> [Stated problem]
Format the rows starting with the line containing "Reviewer note: make sure each instance of the blue" and going on through the line containing "[(80, 169)]", both included, as a two-column CSV with the columns request and answer. Give one row per request and put each value in its own quoted field, with any line breaks replaced by spaces.

> [Task inputs]
···

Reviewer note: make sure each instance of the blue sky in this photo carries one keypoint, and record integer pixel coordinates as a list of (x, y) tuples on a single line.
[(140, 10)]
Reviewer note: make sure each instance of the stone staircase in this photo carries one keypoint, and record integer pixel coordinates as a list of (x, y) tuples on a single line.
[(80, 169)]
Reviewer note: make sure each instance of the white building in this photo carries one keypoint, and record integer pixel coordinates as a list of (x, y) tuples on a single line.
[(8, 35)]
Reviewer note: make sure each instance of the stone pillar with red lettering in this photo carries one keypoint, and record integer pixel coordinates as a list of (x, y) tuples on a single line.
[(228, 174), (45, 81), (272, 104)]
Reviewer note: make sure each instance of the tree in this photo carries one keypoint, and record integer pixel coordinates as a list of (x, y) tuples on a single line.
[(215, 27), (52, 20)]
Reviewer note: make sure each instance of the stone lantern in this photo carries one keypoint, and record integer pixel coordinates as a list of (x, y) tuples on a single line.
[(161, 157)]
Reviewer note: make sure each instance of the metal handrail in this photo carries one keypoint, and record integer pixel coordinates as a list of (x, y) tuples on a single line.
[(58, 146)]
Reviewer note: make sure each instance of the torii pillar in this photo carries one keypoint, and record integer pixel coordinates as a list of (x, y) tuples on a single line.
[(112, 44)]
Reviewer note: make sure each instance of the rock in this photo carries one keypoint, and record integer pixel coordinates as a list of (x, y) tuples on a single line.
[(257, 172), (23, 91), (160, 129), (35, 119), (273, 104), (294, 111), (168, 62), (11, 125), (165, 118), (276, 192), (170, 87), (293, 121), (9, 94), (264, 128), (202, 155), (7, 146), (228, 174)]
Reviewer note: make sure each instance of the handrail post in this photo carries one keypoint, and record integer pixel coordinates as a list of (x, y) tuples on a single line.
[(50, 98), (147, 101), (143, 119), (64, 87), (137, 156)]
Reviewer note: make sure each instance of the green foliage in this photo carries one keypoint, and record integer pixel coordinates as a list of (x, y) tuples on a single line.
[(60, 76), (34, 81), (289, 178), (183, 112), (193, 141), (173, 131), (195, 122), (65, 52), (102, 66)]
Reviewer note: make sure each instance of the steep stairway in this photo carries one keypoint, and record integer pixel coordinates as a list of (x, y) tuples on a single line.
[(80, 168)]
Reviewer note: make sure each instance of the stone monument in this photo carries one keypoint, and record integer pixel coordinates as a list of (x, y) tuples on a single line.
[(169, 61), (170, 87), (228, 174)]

···

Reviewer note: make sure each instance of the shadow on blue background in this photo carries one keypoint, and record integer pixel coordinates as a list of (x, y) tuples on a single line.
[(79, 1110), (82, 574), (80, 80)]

···

> [Problem solution]
request,answer
"Reviewer note: make sure each instance of the blue sky in this photo carries one keypoint, and record integer pixel coordinates as a list of (x, y) tuples on a single line.","[(140, 10)]"
"Reviewer note: make sure each instance of the stone staircase in this photo carries one keypoint, and record integer pixel coordinates as a list of (x, y) tuples on a single line.","[(80, 169)]"